Wherever the word "instance" appears in the entries, copy the whole line.

Raw data.
-- Opening Marker --

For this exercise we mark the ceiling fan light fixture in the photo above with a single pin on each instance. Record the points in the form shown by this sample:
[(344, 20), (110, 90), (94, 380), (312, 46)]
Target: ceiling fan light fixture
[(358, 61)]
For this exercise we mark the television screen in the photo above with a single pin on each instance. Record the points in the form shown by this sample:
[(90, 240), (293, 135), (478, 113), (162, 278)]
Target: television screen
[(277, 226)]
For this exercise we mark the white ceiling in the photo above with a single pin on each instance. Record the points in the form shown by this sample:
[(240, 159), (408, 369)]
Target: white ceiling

-- Closing Marker --

Expected output.
For this exercise we mark the ceiling fan light fixture in the photo above with a single pin on each instance. Record the points in the form shown by this sample:
For this exercise we mark the television screen in the photo above with a single pin on each instance. Record the points in the form shown by this sample:
For this exercise we mark the white ceiling in the photo above with a single pin on each instance. Record the points in the form shown by this sample:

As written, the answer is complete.